DOCUMENT PASSAGE —
# [SOLVED] Call Of Duty 4 punkbuster issue



## Ltjoakim (Apr 2, 2008)

Hi, well after i installed patches 1.4 and 1.5 of cod4, i joined the servers i had recently added to my favorites list. and after about 2-3 minutes i would get kicked for some reason i have no idea what it is. it says..
"jewbiewdenko punkbuster kicked player jebiewdenko
cl_maxpackets = 15 ' or something like that

idk wut the hell is going on , can someone please help?


----------



## Ltjoakim (Apr 2, 2008)

*Re: Call Of Duty 4 punkbuster issue*

bummp


----------



## 1 g0t 0wn3d (Jan 31, 2007)

*Re: Call Of Duty 4 punkbuster issue*

http://www.evenbalance.com/index.php?page=dl-cod4.php


----------



## Ltjoakim (Apr 2, 2008)

*Re: Call Of Duty 4 punkbuster issue*

yeah i did that just then thinking i should uptdate my punkbuster but it still doesn't work


----------



## Ltjoakim (Apr 2, 2008)

THE EXERCISE — Carry on the forum thread about the Call of Duty 4 PunkBuster kicks from the point where it stops. The listing after this point stands apart from the thread.

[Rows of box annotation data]
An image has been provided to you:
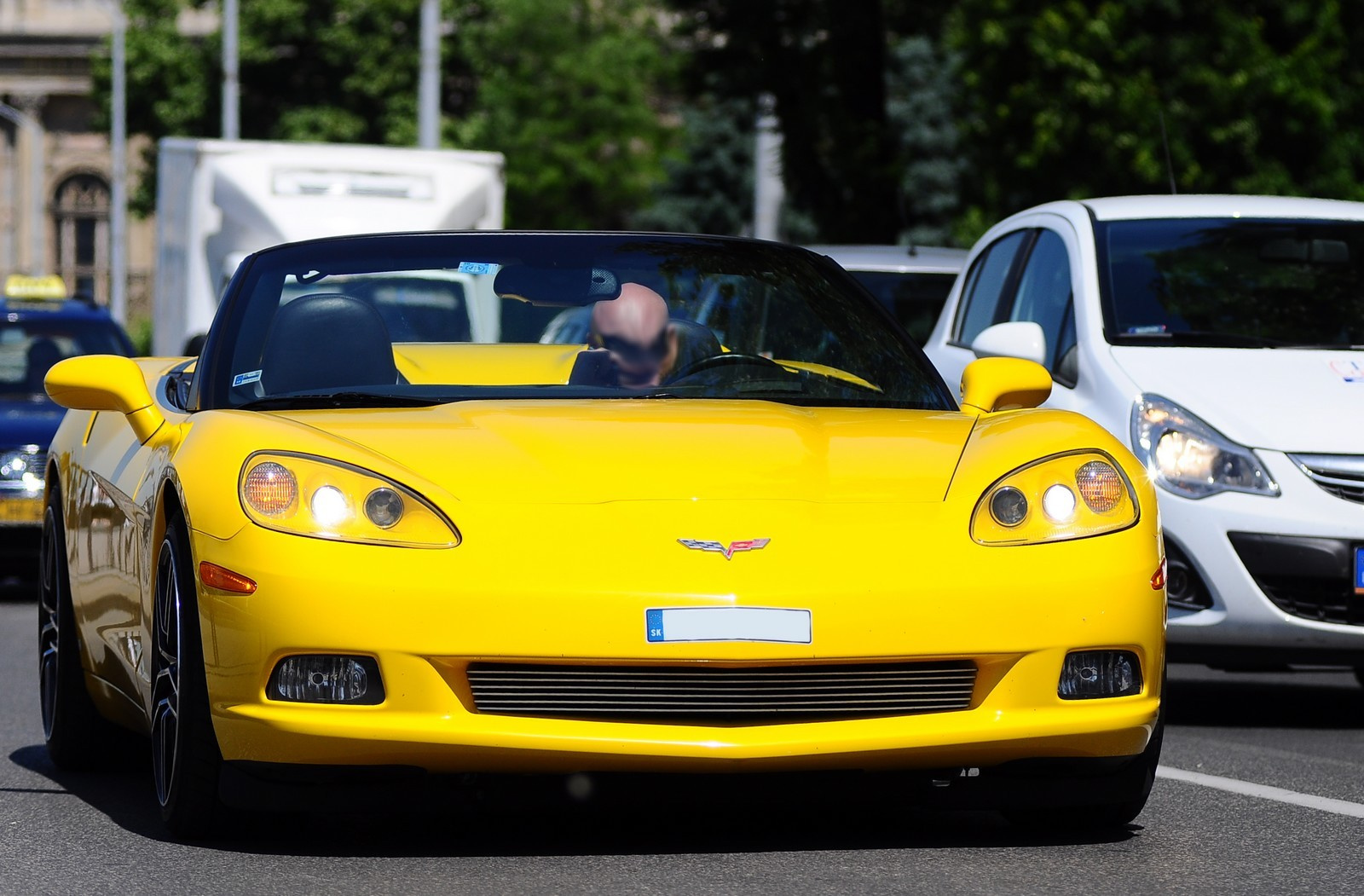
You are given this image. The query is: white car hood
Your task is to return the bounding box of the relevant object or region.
[1110,345,1364,454]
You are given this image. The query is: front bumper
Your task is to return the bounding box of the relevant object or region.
[1159,451,1364,664]
[193,509,1165,773]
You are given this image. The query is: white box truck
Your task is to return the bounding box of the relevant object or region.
[152,138,506,355]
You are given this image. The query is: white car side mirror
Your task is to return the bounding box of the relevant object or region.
[971,321,1046,366]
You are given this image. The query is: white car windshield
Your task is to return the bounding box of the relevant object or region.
[1095,218,1364,350]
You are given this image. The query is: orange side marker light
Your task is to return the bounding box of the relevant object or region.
[1151,557,1165,591]
[199,560,255,594]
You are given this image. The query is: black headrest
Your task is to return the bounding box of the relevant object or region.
[261,293,398,393]
[493,264,621,307]
[668,318,721,370]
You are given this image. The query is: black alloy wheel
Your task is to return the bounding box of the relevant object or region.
[38,487,116,771]
[152,519,223,839]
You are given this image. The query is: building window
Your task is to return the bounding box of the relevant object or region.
[52,175,109,304]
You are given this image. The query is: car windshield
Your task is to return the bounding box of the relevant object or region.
[1096,218,1364,348]
[0,314,128,398]
[195,232,955,409]
[848,269,957,345]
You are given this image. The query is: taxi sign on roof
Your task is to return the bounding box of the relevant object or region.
[4,275,68,298]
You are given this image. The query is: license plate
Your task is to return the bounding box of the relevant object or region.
[644,607,812,644]
[0,492,43,523]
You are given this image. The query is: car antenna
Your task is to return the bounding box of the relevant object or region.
[1155,109,1178,196]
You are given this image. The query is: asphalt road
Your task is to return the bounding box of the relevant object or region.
[0,593,1364,896]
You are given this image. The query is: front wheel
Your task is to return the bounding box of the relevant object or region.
[38,488,118,771]
[152,521,223,839]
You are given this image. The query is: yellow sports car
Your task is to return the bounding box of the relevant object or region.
[39,232,1165,836]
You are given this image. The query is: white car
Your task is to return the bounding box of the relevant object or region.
[925,195,1364,671]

WRITTEN ANSWER —
*Re: Call Of Duty 4 punkbuster issue*

i clicked on the "http://www.evenbalance.com/index.php?page=pbsetup.php" (PB setup) link and installed the updater and updated it, but yeah, still kicks me. and i can tall ya exactly what it says

NOTICE
Jebiewdenko punkbuster kicked player 'Jebwiedenko'
(for 2 minutes)...cvar r_lodscaleskinned=4


----------



## 1 g0t 0wn3d (Jan 31, 2007)

*Re: Call Of Duty 4 punkbuster issue*

did you restart?

are you using any mods?


----------



## Ltjoakim (Apr 2, 2008)

*Re: Call Of Duty 4 punkbuster issue*

nah i'm not using any mods, and i'll try a restart now


----------



## Ltjoakim (Apr 2, 2008)

*Re: Call Of Duty 4 punkbuster issue*

Nope, i restarted and it still kicks me


----------



## 1 g0t 0wn3d (Jan 31, 2007)

*Re: Call Of Duty 4 punkbuster issue*

http://www.anticheatinc.net/forums/showthread.php?t=36673


----------



## Ltjoakim (Apr 2, 2008)

*Re: Call Of Duty 4 punkbuster issue*

Thx!!!!!!!! <3


----------



## Ltjoakim (Apr 2, 2008)

*Re: Call Of Duty 4 punkbuster issue*

and what does he mean by 'type in console' , where is console?


----------



## 1 g0t 0wn3d (Jan 31, 2007)

*Re: Call Of Duty 4 punkbuster issue*

o think thats this ~ you have to have it enabled in controls though


----------



## Ltjoakim (Apr 2, 2008)

*Re: Call Of Duty 4 punkbuster issue*

yep i got it, its all good now thanks alot for the help


----------



## 1 g0t 0wn3d (Jan 31, 2007)

anytime =)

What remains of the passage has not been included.